What is needed
Each entry below is to be returned exactly, with any pictures left out.

Records for this exercise

************

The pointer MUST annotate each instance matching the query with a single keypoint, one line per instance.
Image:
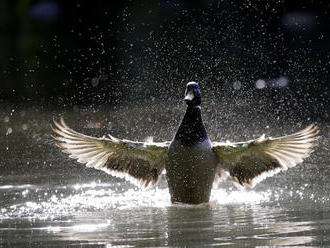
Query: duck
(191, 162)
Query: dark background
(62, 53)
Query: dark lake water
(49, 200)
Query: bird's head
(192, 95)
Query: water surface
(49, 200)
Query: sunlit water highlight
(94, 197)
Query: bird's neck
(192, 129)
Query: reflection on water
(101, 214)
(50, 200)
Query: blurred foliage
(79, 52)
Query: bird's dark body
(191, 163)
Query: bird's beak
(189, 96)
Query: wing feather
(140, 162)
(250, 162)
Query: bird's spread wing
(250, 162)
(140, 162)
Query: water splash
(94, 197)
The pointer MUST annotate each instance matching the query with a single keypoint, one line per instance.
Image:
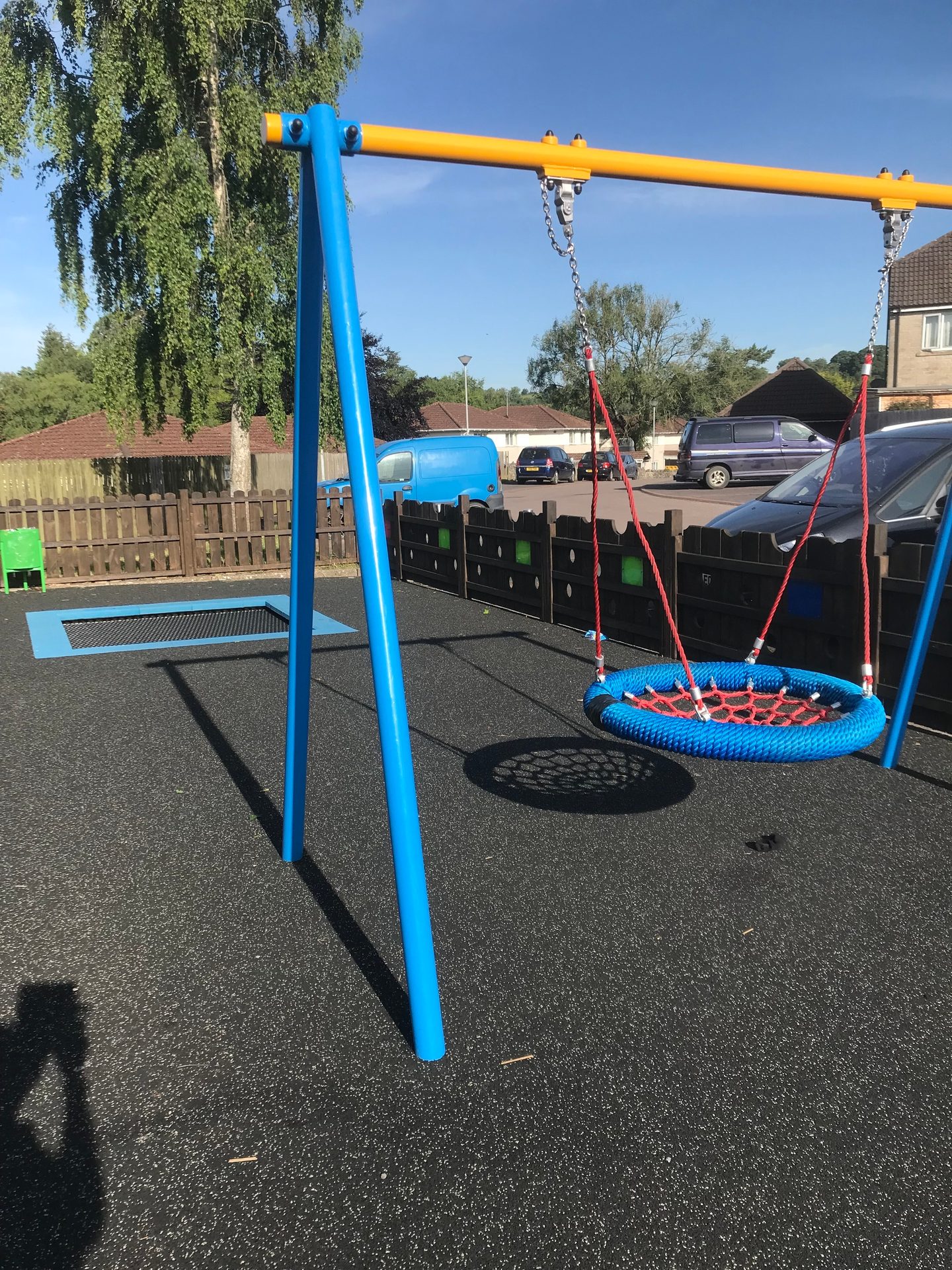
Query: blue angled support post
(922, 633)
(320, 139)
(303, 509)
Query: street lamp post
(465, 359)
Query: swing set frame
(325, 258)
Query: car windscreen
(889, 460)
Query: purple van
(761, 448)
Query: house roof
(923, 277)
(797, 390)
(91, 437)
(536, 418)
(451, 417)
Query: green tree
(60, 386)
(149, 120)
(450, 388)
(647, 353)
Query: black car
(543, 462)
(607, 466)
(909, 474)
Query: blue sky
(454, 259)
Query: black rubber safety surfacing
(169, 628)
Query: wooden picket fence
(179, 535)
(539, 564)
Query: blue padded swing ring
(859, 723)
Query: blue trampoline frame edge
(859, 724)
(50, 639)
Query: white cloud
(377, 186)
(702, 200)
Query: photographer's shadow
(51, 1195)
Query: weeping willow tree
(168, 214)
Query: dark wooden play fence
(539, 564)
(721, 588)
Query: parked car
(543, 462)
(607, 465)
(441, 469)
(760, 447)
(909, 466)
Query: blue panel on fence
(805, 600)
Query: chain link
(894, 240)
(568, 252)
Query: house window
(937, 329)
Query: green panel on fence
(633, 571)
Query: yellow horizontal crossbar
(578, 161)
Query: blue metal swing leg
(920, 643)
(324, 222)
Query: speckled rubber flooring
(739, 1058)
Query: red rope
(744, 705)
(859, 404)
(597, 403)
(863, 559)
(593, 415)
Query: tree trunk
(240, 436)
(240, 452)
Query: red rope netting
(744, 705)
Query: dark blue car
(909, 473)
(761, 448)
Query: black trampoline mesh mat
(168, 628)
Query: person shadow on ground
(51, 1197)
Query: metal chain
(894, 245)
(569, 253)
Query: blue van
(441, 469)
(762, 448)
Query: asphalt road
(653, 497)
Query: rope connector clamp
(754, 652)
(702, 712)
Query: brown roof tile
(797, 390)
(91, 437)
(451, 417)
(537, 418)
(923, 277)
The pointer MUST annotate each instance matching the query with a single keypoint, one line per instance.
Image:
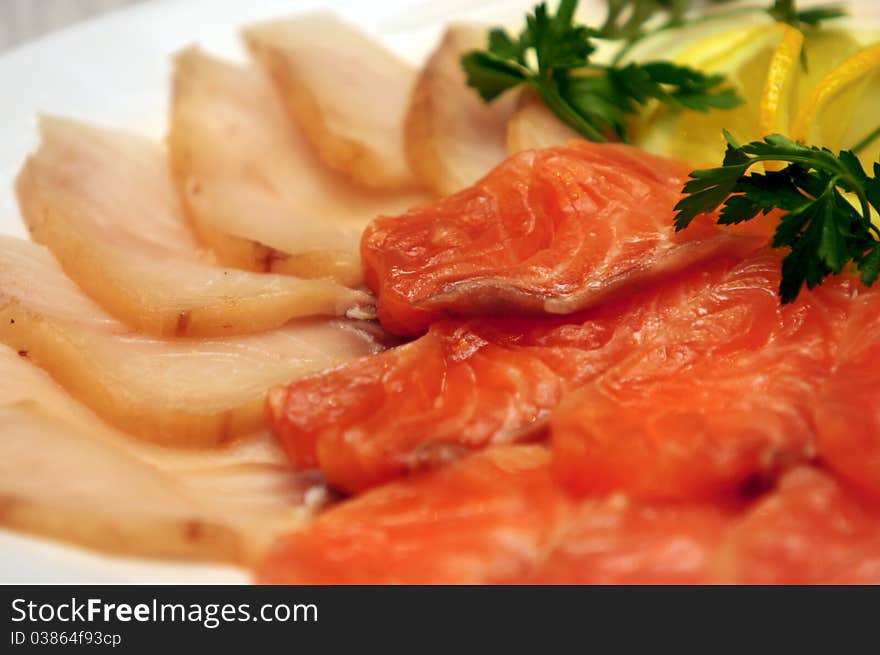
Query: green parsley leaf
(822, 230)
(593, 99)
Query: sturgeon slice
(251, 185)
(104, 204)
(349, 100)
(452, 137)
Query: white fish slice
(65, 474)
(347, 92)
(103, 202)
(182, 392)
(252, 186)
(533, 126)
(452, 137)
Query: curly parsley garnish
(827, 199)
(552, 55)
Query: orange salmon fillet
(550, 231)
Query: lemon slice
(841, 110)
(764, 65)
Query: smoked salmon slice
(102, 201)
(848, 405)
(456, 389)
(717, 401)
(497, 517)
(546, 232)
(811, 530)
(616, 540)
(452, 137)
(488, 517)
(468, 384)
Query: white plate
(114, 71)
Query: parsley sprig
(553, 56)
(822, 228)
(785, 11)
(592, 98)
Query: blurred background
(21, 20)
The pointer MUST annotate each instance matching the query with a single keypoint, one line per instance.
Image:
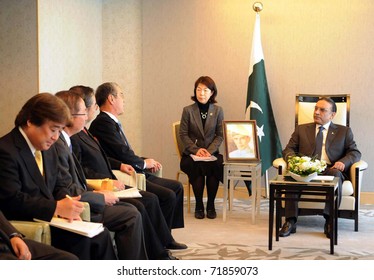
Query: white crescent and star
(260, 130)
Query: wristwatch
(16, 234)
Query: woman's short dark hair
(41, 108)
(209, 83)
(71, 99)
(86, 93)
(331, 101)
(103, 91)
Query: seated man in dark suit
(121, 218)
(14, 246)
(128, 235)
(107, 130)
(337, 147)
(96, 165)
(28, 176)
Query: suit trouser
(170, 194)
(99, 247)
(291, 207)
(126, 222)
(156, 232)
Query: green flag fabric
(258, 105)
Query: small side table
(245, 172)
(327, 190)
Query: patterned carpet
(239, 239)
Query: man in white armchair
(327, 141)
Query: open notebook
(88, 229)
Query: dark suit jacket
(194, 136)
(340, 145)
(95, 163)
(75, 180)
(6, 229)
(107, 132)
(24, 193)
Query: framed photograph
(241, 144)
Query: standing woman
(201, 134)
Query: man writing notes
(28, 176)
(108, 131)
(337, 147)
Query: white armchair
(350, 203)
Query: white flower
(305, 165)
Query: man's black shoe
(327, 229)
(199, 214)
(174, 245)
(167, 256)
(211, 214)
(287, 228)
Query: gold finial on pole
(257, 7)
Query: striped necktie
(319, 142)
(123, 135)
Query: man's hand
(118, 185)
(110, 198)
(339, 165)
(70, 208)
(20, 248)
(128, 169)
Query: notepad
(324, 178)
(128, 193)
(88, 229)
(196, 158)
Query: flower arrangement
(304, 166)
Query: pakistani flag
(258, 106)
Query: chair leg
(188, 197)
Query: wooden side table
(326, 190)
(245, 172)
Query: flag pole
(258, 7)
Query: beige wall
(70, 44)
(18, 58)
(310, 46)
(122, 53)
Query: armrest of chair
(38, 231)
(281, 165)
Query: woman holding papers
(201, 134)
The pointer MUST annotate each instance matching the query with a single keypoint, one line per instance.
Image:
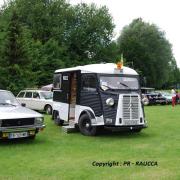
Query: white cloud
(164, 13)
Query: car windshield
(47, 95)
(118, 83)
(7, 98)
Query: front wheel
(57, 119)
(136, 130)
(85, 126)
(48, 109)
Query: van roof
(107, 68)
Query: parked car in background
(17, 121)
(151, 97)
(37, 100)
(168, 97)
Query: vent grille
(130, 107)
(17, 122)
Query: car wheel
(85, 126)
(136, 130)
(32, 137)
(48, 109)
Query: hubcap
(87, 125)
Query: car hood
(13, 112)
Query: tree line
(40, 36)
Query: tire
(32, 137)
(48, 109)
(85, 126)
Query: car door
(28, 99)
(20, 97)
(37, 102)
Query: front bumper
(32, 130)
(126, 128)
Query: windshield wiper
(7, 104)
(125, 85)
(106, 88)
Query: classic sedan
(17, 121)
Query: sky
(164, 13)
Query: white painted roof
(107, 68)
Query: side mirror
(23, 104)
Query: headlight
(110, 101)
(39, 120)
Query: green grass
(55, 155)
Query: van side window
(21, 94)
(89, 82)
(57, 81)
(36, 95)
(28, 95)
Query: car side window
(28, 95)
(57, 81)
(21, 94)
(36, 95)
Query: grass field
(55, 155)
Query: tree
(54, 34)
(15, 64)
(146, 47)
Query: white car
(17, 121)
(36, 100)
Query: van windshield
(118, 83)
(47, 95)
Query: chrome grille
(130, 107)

************

Task result
The pointer MUST annotate each instance matching the query with a single keypoint, one line per instance.
Image:
Query: duck
(191, 162)
Query: dark background
(62, 53)
Query: dark lake water
(49, 200)
Query: bird's head
(192, 95)
Query: water surface
(49, 200)
Query: sunlit water highlight
(94, 197)
Query: bird's neck
(192, 129)
Query: reflection on water
(101, 214)
(50, 200)
Query: blurred foliage
(79, 52)
Query: bird's dark body
(191, 163)
Query: bird's beak
(189, 96)
Query: wing feather
(140, 162)
(250, 162)
Query: bird's spread wing
(250, 162)
(140, 162)
Query: water splash
(94, 197)
The pointer MUST annotate each instance matching the query with a single keypoint, one line per instance.
Image:
Query: blue angled support post
(922, 633)
(320, 139)
(303, 509)
Query: street lamp post
(465, 359)
Query: swing set frame
(325, 258)
Query: car windscreen
(889, 460)
Query: purple van
(761, 448)
Query: house roof
(923, 277)
(797, 390)
(91, 437)
(536, 418)
(451, 417)
Query: green tree
(60, 386)
(149, 120)
(450, 388)
(647, 353)
Query: black car
(543, 462)
(607, 466)
(909, 474)
Query: blue sky
(454, 259)
Query: black rubber safety surfacing
(169, 628)
Query: wooden picket fence
(179, 535)
(539, 564)
Query: blue padded swing ring
(859, 723)
Query: blue trampoline frame edge
(859, 724)
(50, 639)
Query: white cloud
(377, 186)
(702, 200)
Query: photographer's shadow
(51, 1195)
Query: weeping willow tree
(168, 214)
Query: dark wooden play fence
(539, 564)
(721, 588)
Query: parked car
(543, 462)
(607, 465)
(441, 469)
(760, 447)
(909, 466)
Query: blue panel on fence
(805, 600)
Query: chain link
(894, 240)
(568, 252)
Query: house window
(937, 329)
Query: green panel on fence
(633, 571)
Query: yellow horizontal crossbar
(578, 161)
Query: blue metal swing leg
(920, 643)
(324, 222)
Query: speckled rubber flooring
(739, 1058)
Query: red rope
(744, 705)
(859, 404)
(597, 403)
(863, 559)
(593, 415)
Query: tree trunk
(240, 436)
(240, 452)
Query: red rope netting
(744, 705)
Query: dark blue car
(909, 473)
(761, 448)
Query: black trampoline mesh mat
(168, 628)
Query: person shadow on ground
(51, 1197)
Query: metal chain
(894, 245)
(569, 253)
Query: blue van
(441, 469)
(762, 448)
Query: asphalt road
(653, 497)
Query: rope connector clamp
(754, 652)
(702, 712)
Query: brown roof tile
(797, 390)
(91, 437)
(451, 417)
(537, 418)
(923, 277)
The pointer MUST annotate each instance matching the query with a single keypoint, one line per instance.
Image:
Query: green parsley leaf
(822, 230)
(593, 99)
Query: sturgeon slice
(251, 185)
(104, 204)
(349, 100)
(452, 137)
Query: white fish slice
(65, 474)
(347, 92)
(103, 202)
(182, 392)
(252, 186)
(533, 126)
(452, 137)
Query: curly parsley garnish
(827, 199)
(552, 55)
Query: orange salmon fillet
(550, 231)
Query: lemon slice
(841, 110)
(764, 65)
Query: smoked salmon slice
(102, 201)
(848, 405)
(456, 389)
(717, 401)
(497, 517)
(546, 232)
(811, 530)
(616, 540)
(452, 137)
(488, 517)
(468, 384)
Query: white plate
(114, 71)
Query: parsley sprig
(553, 56)
(822, 228)
(785, 11)
(592, 98)
Query: blurred background
(21, 20)
The pointer MUST annotate each instance matching the query with a single keypoint, one line per instance.
Image:
Query: white crescent and star
(260, 130)
Query: wristwatch
(16, 234)
Query: woman's short dark hair
(41, 108)
(209, 83)
(71, 99)
(86, 93)
(331, 101)
(103, 91)
Query: seated man in dark suit
(121, 218)
(14, 246)
(128, 235)
(107, 130)
(337, 147)
(96, 165)
(28, 176)
Query: suit trouser
(170, 194)
(99, 247)
(291, 207)
(126, 222)
(156, 232)
Query: green flag fabric
(258, 105)
Query: small side table
(245, 172)
(327, 190)
Query: patterned carpet
(239, 239)
Query: man in white armchair
(327, 141)
Query: open notebook
(88, 229)
Query: dark suit jacket
(194, 136)
(340, 145)
(95, 163)
(75, 180)
(6, 229)
(107, 132)
(24, 193)
Query: framed photograph
(241, 144)
Query: standing woman
(201, 134)
Query: man writing notes
(28, 176)
(108, 131)
(337, 147)
Query: white armchair
(350, 203)
Query: white flower
(305, 165)
Query: man's black shoe
(327, 229)
(199, 214)
(174, 245)
(167, 256)
(211, 214)
(287, 228)
Query: gold finial on pole
(257, 7)
Query: striped necktie
(319, 142)
(123, 135)
Query: man's hand
(118, 185)
(110, 198)
(339, 165)
(70, 208)
(20, 248)
(128, 169)
Query: notepad
(324, 178)
(128, 193)
(88, 229)
(196, 158)
Query: flower arrangement
(304, 166)
Query: pakistani flag
(258, 106)
Query: chair leg
(188, 197)
Query: wooden side table
(326, 190)
(245, 172)
Query: flag pole
(258, 7)
Query: beige wall
(70, 44)
(18, 58)
(310, 46)
(122, 53)
Query: armrest of chair
(38, 231)
(281, 165)
Query: woman holding papers
(201, 134)
The pointer MUST annotate each instance matching the query with a single keypoint, one line per instance.
Image:
Query: white cloud
(164, 13)
Query: car windshield
(47, 95)
(118, 83)
(7, 98)
Query: front wheel
(57, 119)
(136, 130)
(85, 126)
(48, 109)
Query: van roof
(107, 68)
Query: parked car in background
(17, 121)
(151, 97)
(37, 100)
(168, 97)
Query: vent grille
(130, 107)
(17, 122)
Query: car wheel
(85, 126)
(136, 130)
(32, 137)
(48, 109)
Query: hubcap
(87, 125)
Query: car hood
(13, 112)
Query: tree line
(40, 36)
Query: tire
(32, 137)
(48, 109)
(85, 126)
Query: car door
(28, 99)
(20, 97)
(37, 102)
Query: front bumper
(32, 130)
(126, 128)
Query: windshield wiper
(7, 104)
(125, 85)
(106, 88)
Query: classic sedan
(17, 121)
Query: sky
(164, 13)
Query: white painted roof
(107, 68)
Query: side mirror
(23, 104)
Query: headlight
(110, 101)
(39, 120)
Query: green grass
(55, 155)
Query: van side window
(21, 94)
(89, 82)
(57, 81)
(36, 95)
(28, 95)
Query: car side window
(28, 95)
(57, 81)
(21, 94)
(36, 95)
Query: grass field
(55, 155)
Query: tree
(54, 34)
(15, 64)
(146, 47)
Query: white car
(17, 121)
(36, 100)
Query: van windshield
(118, 83)
(47, 95)
Query: chrome grille
(130, 107)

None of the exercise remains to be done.